Data extracted from a collection
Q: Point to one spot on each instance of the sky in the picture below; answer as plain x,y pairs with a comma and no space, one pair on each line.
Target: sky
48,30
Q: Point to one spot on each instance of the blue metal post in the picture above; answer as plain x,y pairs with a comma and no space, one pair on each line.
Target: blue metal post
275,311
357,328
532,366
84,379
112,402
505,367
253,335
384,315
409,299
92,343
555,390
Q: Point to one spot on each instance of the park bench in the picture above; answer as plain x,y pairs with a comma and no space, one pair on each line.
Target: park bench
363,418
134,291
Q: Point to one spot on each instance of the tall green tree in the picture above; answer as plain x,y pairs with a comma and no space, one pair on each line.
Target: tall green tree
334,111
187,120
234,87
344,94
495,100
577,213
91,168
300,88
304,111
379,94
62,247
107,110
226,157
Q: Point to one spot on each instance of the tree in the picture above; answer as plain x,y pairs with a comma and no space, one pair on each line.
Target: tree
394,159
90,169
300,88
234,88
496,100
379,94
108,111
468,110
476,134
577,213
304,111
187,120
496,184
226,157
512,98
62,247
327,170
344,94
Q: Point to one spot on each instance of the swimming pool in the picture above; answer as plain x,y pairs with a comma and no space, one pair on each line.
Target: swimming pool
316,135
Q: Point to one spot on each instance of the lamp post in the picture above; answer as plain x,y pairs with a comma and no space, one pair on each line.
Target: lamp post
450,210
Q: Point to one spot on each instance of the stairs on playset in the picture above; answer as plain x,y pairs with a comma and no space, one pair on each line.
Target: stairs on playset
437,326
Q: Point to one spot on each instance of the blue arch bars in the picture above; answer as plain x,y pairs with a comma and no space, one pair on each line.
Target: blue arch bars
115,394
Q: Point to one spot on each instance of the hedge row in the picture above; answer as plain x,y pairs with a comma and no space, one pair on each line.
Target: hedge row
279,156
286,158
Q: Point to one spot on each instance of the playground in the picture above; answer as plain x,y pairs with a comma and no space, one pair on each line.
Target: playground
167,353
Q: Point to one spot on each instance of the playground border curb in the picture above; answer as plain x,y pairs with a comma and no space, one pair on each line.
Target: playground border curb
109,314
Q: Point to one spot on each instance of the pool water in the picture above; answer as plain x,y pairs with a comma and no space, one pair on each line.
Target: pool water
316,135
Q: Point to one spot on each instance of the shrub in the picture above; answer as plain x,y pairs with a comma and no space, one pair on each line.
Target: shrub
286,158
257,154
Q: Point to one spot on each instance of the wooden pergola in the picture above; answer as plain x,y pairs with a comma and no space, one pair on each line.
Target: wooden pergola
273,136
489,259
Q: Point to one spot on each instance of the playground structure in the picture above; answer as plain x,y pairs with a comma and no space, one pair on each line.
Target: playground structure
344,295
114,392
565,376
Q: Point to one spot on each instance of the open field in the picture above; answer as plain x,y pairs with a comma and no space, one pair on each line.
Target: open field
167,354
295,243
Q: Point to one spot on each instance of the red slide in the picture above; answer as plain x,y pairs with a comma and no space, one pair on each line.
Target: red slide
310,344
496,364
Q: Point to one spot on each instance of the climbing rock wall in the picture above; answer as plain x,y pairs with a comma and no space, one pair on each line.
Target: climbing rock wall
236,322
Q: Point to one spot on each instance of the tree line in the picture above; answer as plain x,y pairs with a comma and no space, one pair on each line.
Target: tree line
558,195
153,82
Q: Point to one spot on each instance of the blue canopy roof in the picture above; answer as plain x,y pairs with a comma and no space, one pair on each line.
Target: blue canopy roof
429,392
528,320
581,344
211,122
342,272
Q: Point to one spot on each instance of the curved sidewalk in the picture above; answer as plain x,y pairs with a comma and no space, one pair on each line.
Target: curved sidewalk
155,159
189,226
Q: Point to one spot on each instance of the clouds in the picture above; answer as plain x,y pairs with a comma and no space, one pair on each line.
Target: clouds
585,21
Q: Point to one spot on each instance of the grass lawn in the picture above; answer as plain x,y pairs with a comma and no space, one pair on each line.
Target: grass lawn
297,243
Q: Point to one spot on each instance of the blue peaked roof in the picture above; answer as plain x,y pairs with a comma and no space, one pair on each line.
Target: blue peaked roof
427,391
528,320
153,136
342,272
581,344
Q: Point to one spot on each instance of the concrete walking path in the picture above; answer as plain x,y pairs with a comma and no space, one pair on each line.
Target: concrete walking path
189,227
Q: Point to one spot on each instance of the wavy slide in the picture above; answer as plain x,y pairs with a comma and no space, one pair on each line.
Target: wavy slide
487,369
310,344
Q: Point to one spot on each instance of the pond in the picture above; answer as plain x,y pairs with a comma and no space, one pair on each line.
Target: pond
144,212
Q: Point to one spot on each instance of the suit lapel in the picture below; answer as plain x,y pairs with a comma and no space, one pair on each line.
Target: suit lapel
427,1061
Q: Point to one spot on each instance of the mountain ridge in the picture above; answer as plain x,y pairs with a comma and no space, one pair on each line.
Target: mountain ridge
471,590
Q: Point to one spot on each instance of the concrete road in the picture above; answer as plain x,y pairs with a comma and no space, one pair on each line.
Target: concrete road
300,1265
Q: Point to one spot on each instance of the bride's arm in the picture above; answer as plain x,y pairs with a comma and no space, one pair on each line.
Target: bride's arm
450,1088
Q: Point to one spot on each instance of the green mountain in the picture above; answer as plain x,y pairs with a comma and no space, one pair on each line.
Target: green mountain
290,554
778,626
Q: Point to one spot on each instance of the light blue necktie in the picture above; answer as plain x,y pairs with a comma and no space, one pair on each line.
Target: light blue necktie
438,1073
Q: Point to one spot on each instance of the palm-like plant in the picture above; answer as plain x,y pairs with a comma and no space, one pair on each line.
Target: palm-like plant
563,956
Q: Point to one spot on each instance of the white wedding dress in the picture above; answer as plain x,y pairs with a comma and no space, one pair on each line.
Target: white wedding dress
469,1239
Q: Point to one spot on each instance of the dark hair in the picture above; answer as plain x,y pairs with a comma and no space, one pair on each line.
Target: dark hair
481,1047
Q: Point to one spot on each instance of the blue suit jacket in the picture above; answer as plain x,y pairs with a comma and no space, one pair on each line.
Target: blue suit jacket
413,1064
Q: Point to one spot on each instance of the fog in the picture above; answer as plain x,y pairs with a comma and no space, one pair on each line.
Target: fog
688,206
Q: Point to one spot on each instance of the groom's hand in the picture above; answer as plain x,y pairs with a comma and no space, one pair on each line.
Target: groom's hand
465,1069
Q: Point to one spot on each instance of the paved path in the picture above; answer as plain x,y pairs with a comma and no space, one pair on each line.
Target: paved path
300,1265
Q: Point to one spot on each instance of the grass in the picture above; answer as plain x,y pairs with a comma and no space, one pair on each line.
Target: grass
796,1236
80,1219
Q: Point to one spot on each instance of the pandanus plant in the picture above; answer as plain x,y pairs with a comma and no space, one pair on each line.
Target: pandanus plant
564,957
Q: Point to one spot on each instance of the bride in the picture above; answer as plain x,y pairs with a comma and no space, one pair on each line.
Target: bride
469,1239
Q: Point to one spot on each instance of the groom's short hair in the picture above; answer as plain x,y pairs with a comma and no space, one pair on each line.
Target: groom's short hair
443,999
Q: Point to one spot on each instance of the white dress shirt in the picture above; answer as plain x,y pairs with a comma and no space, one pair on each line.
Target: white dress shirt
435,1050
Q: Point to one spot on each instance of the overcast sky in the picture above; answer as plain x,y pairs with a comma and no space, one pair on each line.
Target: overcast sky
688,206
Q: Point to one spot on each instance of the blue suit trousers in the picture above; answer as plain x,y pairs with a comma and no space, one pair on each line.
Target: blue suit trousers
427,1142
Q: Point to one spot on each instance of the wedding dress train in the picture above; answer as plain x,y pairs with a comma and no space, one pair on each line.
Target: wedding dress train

* * *

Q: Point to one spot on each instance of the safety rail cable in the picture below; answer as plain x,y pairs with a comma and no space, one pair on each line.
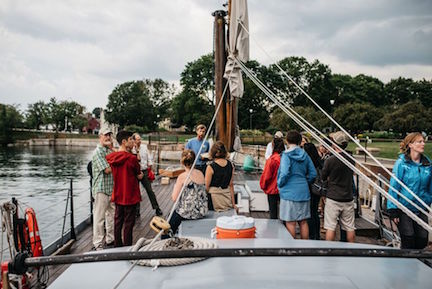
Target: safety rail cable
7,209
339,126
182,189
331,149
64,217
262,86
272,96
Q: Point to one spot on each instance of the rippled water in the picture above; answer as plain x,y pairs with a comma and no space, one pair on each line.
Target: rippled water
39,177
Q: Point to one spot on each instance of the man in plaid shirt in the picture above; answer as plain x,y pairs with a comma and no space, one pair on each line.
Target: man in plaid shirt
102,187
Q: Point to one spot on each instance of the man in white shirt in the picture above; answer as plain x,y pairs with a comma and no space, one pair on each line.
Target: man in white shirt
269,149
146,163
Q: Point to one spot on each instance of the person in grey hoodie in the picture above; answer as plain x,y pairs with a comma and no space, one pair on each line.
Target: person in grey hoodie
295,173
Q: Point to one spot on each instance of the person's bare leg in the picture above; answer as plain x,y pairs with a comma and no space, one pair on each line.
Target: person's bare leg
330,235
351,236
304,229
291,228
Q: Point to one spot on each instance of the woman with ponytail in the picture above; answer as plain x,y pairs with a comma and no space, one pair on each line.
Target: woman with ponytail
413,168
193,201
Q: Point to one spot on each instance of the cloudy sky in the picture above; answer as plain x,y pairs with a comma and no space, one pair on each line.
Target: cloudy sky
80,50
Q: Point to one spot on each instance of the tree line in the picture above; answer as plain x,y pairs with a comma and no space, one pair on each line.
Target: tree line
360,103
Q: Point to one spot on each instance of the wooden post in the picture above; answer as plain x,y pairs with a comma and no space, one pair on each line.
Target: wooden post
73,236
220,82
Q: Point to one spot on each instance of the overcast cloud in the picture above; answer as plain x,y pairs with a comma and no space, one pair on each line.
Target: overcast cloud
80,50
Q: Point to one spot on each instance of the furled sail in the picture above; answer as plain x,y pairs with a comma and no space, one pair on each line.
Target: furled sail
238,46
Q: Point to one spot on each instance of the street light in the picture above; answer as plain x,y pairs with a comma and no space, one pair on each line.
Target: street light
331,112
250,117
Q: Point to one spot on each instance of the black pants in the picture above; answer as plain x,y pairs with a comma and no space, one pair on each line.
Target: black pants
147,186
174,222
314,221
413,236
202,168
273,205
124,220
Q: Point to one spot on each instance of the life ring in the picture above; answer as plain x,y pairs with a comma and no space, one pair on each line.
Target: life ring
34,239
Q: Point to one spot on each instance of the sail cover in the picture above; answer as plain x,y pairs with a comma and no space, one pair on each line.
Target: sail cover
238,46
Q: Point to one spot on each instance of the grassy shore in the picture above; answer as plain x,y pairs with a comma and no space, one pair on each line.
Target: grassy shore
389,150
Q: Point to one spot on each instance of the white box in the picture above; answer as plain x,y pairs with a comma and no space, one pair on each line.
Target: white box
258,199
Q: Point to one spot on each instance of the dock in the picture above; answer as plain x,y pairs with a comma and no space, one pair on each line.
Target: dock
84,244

==

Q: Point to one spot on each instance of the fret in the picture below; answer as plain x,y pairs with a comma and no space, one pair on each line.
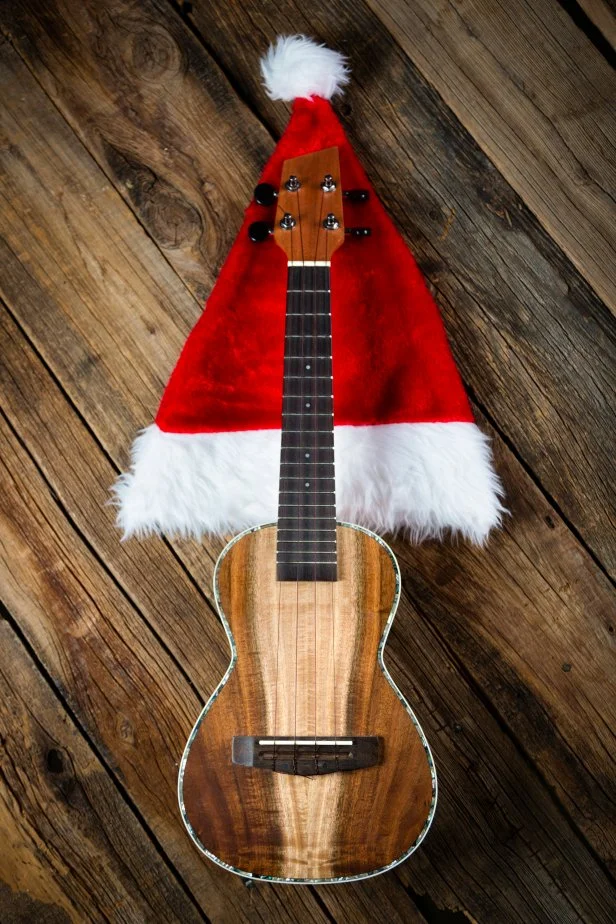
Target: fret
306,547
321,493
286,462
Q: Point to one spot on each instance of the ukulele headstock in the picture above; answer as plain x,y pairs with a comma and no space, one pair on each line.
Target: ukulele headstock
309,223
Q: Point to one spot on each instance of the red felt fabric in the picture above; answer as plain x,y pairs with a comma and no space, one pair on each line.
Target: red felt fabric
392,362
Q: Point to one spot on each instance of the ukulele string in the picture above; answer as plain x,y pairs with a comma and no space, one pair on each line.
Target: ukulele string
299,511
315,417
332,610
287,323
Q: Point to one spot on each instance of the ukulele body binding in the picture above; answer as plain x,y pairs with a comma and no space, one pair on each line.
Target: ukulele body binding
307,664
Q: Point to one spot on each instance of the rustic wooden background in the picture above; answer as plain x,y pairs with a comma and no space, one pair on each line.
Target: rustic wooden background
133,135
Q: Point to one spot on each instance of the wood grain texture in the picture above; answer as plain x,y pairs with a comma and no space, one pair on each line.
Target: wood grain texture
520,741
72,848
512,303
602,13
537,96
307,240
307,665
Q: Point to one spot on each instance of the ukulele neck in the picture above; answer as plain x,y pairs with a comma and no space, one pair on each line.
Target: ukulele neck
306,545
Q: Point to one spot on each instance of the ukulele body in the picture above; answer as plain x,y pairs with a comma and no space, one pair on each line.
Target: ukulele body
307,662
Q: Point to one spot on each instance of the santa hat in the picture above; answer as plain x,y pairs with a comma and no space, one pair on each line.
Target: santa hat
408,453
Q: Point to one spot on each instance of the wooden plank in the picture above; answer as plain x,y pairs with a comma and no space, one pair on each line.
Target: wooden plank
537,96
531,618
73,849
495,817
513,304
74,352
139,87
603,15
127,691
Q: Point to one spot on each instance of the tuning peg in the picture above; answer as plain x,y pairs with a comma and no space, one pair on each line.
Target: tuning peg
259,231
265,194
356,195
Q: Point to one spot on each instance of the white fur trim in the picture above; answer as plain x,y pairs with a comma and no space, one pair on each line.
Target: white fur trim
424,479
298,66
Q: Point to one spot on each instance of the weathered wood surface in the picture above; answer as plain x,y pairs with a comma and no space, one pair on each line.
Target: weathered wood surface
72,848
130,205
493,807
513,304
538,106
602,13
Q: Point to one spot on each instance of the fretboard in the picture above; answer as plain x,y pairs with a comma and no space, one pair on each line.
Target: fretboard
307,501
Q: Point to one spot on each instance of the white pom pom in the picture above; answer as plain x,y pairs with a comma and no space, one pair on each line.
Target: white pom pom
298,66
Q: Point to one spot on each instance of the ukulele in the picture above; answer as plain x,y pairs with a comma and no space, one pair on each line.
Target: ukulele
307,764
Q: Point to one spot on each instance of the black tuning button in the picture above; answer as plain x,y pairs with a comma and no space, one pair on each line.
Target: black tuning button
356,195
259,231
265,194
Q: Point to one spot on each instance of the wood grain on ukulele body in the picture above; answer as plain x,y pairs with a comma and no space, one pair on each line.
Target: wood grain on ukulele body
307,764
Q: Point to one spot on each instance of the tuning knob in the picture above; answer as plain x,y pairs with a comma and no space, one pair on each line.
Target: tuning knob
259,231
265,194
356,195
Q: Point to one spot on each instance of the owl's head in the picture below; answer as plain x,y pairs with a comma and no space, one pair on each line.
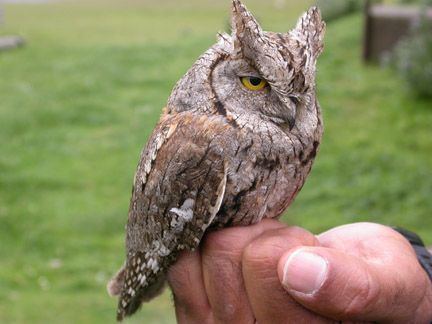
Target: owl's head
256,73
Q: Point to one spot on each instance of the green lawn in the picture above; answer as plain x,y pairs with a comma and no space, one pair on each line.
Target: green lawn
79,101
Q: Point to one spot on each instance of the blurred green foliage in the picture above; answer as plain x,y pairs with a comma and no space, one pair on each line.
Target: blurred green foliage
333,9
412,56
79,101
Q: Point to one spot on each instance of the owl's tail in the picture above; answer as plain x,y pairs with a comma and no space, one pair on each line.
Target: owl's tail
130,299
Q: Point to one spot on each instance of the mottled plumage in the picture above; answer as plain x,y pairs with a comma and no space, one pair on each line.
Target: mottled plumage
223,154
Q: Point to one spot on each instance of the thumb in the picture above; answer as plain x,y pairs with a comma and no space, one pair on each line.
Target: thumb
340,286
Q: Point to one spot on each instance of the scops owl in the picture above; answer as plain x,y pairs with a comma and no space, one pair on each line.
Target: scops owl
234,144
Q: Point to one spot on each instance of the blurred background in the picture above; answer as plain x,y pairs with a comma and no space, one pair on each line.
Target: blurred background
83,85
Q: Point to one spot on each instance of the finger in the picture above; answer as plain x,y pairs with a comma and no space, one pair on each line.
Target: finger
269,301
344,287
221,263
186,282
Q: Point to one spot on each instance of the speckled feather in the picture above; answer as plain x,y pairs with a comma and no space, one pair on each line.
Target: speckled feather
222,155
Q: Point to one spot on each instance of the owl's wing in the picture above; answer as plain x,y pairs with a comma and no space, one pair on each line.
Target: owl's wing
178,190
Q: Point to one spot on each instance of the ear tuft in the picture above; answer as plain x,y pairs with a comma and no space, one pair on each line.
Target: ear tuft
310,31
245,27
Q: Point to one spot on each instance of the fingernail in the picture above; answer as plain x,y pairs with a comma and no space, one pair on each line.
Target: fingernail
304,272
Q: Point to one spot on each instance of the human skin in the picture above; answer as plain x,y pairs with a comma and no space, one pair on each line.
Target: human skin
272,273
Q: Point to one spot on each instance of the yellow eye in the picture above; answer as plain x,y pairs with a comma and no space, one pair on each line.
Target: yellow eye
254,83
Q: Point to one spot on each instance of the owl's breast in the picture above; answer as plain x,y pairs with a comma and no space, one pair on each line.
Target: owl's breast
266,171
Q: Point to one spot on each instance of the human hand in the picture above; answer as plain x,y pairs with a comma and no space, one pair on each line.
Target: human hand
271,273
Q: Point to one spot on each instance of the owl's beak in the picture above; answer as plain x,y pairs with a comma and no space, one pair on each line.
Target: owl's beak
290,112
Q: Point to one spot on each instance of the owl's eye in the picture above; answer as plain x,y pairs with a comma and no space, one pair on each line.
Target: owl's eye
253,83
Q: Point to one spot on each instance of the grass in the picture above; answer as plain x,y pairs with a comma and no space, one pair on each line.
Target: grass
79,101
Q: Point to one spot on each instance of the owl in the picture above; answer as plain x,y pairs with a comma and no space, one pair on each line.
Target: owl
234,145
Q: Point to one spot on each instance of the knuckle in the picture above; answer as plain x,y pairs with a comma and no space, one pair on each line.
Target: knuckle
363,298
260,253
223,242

▶ [DESCRIPTION OF THE TASK] Across the data, pull every line containing the string "train".

▶ [SOLUTION BELOW]
Q: Point to one spot on each instance of the wedding dress train in the picture above; answer as plain x,y pairs with a comma and no space, one pair on each line.
Target: wedding dress train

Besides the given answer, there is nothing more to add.